● What to produce
Translate this sentence from the Reuters report on the Gaza fuel blockade into Spanish: "John Ging, who heads the leading U.N. aid agency in Gaza, said Israel's decision to let some supplies into the coastal strip was a first step but would not be sufficient to head off a humanitarian disaster."

● Source passage
Gaza lights up as Israel eases fuel blockade
By Nidal al-Mughrabi
GAZA, Jan 22 (Reuters) - Israel resumed fuel supplies to the Gaza Strip's main power plant on Tuesday, offering limited respite from a blockade that had plunged much of the Hamas-ruled territory into darkness and touched off international protests.
Only 13 truckloads of food and medicine entered Gaza on Tuesday, short of the 50 Israel had agreed to, but Foreign Ministry spokesman Arye Mekel said the rest would cross in the coming days.
At the United Nations in New York, Israeli and Palestinian envoys traded accusations of blame in the Security Council for the recent wave of violence in Gaza, which threatens to torpedo a fragile Middle East peace process.
John Ging, who heads the leading U.N. aid agency in Gaza, said Israel's decision to let some supplies into the coastal strip was a first step but would not be sufficient to head off a humanitarian disaster.
U.S. Secretary of State Condoleezza Rice said earlier she had voiced her concerns to Israel, which has argued that sealing the borders could make the Palestinians stop rocket salvoes being fired into its territory from Gaza.
"Nobody wants innocent Gazans to suffer and so we have spoken to the Israelis about the importance of not allowing a humanitarian crisis to unfold there," Rice told reporters travelling with her to Berlin.
In the occupied West Bank, Palestinian President Mahmoud Abbas said he would press ahead with peace talks with Israel but "continue in our efforts to see this siege fully lifted". He reiterated his view that rocket fire from Gaza was "pointless".

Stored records
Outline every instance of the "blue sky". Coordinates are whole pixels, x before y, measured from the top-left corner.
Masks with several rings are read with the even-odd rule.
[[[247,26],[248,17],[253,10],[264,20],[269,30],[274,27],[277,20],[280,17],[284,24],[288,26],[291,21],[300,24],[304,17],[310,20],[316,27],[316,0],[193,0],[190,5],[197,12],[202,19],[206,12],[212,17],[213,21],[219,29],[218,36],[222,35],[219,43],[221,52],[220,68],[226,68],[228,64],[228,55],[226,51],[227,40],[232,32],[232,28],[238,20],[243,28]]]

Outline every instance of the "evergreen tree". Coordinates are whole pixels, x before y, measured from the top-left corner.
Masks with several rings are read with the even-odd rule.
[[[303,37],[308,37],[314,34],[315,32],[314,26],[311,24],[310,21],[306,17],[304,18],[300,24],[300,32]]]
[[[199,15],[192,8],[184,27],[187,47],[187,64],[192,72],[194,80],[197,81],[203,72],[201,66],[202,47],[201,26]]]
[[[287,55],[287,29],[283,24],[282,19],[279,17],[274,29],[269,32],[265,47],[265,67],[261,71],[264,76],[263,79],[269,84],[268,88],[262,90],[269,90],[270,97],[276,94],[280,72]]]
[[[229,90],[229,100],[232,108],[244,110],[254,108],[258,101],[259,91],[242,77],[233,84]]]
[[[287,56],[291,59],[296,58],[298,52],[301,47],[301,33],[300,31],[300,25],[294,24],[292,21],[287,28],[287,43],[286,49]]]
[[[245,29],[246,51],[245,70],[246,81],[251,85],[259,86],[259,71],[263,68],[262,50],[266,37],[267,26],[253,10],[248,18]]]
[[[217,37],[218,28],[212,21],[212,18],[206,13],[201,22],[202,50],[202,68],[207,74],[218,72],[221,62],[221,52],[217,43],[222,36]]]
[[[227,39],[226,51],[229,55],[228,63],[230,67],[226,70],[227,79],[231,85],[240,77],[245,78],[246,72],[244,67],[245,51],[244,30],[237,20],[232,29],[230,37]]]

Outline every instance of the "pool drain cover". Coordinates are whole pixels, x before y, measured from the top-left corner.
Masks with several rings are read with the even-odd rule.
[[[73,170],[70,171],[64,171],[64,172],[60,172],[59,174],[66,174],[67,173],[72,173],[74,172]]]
==
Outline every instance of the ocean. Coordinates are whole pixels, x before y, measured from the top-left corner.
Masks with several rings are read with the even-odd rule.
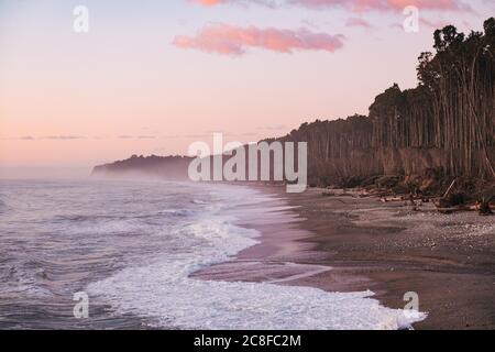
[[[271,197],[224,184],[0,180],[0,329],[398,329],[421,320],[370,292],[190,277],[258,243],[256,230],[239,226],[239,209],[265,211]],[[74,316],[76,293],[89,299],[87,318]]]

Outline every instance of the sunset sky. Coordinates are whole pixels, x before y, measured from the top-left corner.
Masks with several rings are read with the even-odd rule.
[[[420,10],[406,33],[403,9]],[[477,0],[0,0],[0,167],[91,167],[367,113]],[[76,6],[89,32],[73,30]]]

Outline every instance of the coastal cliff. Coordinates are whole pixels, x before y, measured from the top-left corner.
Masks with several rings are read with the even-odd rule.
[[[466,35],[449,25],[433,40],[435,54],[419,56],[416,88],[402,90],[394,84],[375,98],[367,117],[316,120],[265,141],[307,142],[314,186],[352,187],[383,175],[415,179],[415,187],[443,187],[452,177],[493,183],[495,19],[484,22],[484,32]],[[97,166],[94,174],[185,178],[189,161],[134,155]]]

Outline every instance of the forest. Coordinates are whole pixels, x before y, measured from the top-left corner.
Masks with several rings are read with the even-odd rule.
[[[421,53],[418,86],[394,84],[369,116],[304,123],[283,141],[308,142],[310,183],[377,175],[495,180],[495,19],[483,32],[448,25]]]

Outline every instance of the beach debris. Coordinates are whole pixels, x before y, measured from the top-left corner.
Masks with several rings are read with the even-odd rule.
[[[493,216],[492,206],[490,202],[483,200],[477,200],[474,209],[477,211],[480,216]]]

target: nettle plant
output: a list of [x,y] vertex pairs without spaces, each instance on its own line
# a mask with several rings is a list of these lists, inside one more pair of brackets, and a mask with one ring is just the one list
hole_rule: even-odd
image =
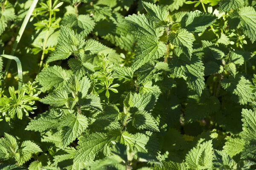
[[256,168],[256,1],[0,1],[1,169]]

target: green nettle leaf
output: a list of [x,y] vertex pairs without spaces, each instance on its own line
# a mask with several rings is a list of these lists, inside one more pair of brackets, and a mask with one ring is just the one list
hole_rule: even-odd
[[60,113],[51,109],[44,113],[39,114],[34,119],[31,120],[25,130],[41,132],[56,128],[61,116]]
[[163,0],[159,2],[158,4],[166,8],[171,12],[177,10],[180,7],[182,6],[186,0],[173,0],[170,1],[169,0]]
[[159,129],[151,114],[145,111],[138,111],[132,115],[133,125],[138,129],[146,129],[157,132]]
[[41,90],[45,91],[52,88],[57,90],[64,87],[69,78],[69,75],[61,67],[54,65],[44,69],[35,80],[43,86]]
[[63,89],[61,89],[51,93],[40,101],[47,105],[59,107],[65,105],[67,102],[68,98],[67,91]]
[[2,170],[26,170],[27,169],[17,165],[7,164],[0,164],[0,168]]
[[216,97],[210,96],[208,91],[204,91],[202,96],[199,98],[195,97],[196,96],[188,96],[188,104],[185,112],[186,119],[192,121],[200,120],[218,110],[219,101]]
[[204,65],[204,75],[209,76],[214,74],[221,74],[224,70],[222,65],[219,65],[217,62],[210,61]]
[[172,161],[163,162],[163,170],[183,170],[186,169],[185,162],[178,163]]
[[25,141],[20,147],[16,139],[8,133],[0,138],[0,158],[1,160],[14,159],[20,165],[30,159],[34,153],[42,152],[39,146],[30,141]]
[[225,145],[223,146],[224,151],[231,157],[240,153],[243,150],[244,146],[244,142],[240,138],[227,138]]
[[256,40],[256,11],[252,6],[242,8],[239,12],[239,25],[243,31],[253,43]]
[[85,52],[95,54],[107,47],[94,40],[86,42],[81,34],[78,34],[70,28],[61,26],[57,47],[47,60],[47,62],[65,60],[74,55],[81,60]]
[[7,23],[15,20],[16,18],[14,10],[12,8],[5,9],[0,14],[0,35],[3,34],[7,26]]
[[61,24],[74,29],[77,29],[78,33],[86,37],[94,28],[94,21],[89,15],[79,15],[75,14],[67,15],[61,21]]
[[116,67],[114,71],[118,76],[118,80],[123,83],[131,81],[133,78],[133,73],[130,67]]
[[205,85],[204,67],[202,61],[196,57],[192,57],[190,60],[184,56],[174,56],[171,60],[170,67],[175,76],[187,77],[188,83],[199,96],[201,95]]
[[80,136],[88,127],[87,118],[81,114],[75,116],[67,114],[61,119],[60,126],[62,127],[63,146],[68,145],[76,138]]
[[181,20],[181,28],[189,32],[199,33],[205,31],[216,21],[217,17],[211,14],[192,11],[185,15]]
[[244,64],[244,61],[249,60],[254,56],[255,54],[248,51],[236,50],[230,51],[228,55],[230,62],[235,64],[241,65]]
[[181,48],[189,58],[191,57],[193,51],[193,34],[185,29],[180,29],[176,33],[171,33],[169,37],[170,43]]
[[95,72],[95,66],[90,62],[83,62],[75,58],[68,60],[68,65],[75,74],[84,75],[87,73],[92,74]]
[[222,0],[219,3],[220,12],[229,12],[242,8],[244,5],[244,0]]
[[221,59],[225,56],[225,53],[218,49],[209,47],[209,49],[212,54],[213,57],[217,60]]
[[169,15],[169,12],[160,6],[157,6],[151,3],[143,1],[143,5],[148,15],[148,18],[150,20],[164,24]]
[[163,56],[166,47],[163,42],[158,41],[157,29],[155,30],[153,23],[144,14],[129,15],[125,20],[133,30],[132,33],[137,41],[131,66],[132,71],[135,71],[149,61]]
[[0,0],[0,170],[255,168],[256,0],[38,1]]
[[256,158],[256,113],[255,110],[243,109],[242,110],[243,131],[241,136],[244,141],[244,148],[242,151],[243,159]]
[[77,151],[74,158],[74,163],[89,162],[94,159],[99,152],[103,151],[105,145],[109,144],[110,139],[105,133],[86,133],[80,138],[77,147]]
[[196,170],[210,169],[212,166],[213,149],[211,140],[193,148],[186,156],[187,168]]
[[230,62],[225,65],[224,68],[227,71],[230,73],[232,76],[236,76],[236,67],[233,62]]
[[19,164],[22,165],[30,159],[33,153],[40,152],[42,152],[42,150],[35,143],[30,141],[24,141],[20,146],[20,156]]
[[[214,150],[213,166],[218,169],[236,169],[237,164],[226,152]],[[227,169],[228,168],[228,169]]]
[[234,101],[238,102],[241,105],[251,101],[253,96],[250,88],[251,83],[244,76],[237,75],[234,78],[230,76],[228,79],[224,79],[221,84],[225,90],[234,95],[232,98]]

● Completed task
John Ging, quien dirige la principal agencia de ayuda de la ONU en Gaza, dijo que la decisión de Israel de permitir la entrada de algunos suministros en la franja costera era un primer paso, pero que no sería suficiente para evitar un desastre humanitario.